- [What you should do] Lay out every line of the items below as a Markdown table with two columns, Row and Line, numbering the rows and skipping blank lines. Leave the pictures out of the table.

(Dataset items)
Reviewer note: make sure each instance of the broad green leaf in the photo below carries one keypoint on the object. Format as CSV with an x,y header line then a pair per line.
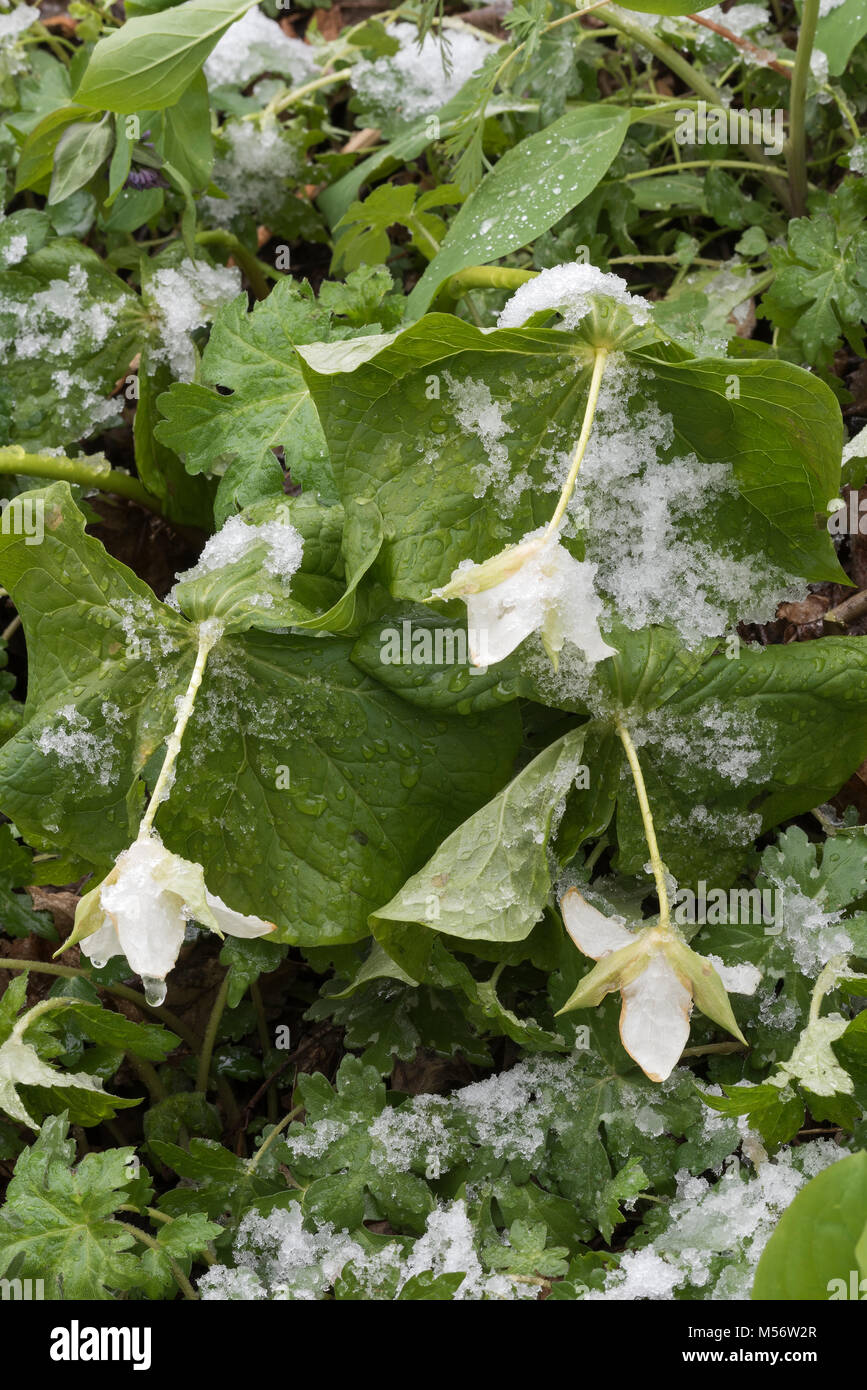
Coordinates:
x,y
452,428
332,790
491,879
812,1254
424,659
95,710
57,1216
303,762
81,152
150,60
774,1111
36,157
531,188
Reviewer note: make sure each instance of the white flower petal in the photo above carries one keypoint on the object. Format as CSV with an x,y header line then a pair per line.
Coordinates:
x,y
149,919
234,923
589,929
102,945
655,1018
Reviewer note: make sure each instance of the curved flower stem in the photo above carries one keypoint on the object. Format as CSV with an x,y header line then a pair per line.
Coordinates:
x,y
568,487
70,972
796,152
209,634
82,471
659,869
481,277
210,1034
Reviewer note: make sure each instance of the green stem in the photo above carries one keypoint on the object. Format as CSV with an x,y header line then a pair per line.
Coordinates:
x,y
482,277
656,862
68,972
14,460
184,1285
249,263
796,149
673,60
600,356
745,166
209,634
270,1137
210,1036
261,1023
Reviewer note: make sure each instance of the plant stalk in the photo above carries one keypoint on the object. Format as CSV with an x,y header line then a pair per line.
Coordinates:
x,y
796,148
656,862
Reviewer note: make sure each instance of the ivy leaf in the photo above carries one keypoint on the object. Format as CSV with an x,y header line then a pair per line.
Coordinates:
x,y
21,1065
252,353
527,1253
777,1112
820,288
57,1215
623,1187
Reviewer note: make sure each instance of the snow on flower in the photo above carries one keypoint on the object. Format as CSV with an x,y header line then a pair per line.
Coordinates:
x,y
535,585
141,911
659,979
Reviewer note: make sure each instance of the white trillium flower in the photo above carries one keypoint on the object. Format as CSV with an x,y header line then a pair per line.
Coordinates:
x,y
659,979
141,911
532,587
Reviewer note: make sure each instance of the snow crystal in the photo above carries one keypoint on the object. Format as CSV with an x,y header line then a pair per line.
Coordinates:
x,y
17,21
186,299
414,1134
480,414
741,20
256,45
645,513
252,173
78,747
568,288
806,933
236,538
727,741
15,249
279,1260
716,1233
413,81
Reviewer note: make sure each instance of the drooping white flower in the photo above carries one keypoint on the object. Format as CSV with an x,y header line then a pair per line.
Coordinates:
x,y
141,911
659,979
532,587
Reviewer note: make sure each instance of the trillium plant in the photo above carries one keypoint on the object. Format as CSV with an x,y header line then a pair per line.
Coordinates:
x,y
434,692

- [Full solution]
| Row | Line |
|---|---|
| 1 | Reviewer note: make sure each instance of the broad green leaf in the photo below carries one keypoint on the object. Format as CSV with an x,y header line then a pair per line. |
| 2 | Coordinates: |
| 3 | x,y |
| 4 | 452,428 |
| 5 | 332,790 |
| 6 | 491,879 |
| 7 | 812,1254 |
| 8 | 424,659 |
| 9 | 95,710 |
| 10 | 57,1216 |
| 11 | 303,762 |
| 12 | 81,152 |
| 13 | 150,60 |
| 14 | 774,1111 |
| 15 | 36,157 |
| 16 | 531,188 |
| 17 | Reviewer note: make sure each instance of the white flower petal in the photo above carries one keypoint on the object. Format as CSV with an x,y header line then a pair per line. |
| 18 | Coordinates: |
| 19 | x,y |
| 20 | 149,919 |
| 21 | 234,923 |
| 22 | 589,929 |
| 23 | 102,945 |
| 24 | 655,1018 |
| 25 | Reviewer note: make sure each instance of the curved flower stem in the photo above carries one keypoint on the object. Format as CSV with an x,y header line then a pair per line. |
| 26 | Coordinates: |
| 27 | x,y |
| 28 | 568,487 |
| 29 | 70,972 |
| 30 | 796,152 |
| 31 | 209,634 |
| 32 | 82,471 |
| 33 | 659,869 |
| 34 | 481,277 |
| 35 | 210,1034 |
| 36 | Reviewer note: make sure each instance of the green stem in the photo above carries one keypoint on the object. Format as CSV with an x,y header line then a pair per line. |
| 37 | Coordinates: |
| 38 | x,y |
| 39 | 482,277 |
| 40 | 656,862 |
| 41 | 68,972 |
| 42 | 14,460 |
| 43 | 184,1285 |
| 44 | 249,263 |
| 45 | 796,149 |
| 46 | 673,60 |
| 47 | 600,356 |
| 48 | 745,166 |
| 49 | 209,634 |
| 50 | 270,1137 |
| 51 | 210,1036 |
| 52 | 261,1023 |
| 53 | Reviewer note: make sure each instance of the plant stalk in the photo above carries one keypoint on the object. Format as CSV with an x,y header line then a pair per line. |
| 54 | Coordinates: |
| 55 | x,y |
| 56 | 796,148 |
| 57 | 656,862 |
| 58 | Reviewer note: make sure each instance of the ivy leaf in the photo above carries one keypoint on the object. Format as CSV with an x,y header line then a pair per line. |
| 59 | Coordinates: |
| 60 | x,y |
| 61 | 21,1065 |
| 62 | 252,353 |
| 63 | 527,1253 |
| 64 | 777,1112 |
| 65 | 820,288 |
| 66 | 57,1215 |
| 67 | 623,1187 |
| 68 | Reviewer note: make sure each instance of the snow on flower in the photo above carries one keypoint on the object. Format as CSV with an x,y header line then a pair per line. |
| 69 | Coordinates: |
| 70 | x,y |
| 71 | 535,585 |
| 72 | 141,911 |
| 73 | 659,979 |
| 74 | Reviewer note: make sure each instance of the white trillium flower in the photo above carries one keypoint on the object. Format as CSV with an x,y header line then a pair per line. |
| 75 | Coordinates: |
| 76 | x,y |
| 77 | 659,979 |
| 78 | 141,911 |
| 79 | 532,587 |
| 80 | Reviewer note: make sure each instance of the snow crystal in the photo above carries one keypoint on the object. Format as CSV with an x,y header line then a pair per line. |
| 81 | Coordinates: |
| 82 | x,y |
| 83 | 17,21 |
| 84 | 186,299 |
| 85 | 414,1134 |
| 86 | 480,414 |
| 87 | 741,20 |
| 88 | 256,45 |
| 89 | 645,513 |
| 90 | 252,173 |
| 91 | 78,747 |
| 92 | 568,288 |
| 93 | 806,933 |
| 94 | 236,538 |
| 95 | 727,741 |
| 96 | 15,249 |
| 97 | 279,1260 |
| 98 | 716,1233 |
| 99 | 413,81 |
| 100 | Reviewer note: make sure each instance of the drooping white flower in the photo above carries one keypoint on the object. Format as CSV with an x,y header line then a pair per line. |
| 101 | Coordinates: |
| 102 | x,y |
| 103 | 141,911 |
| 104 | 659,979 |
| 105 | 532,587 |
| 106 | Reviewer note: make sure each instance of the trillium plant in the photo above carries one keypoint on the object. Format as CSV with an x,y header line then a pair per line. |
| 107 | Coordinates: |
| 108 | x,y |
| 109 | 434,692 |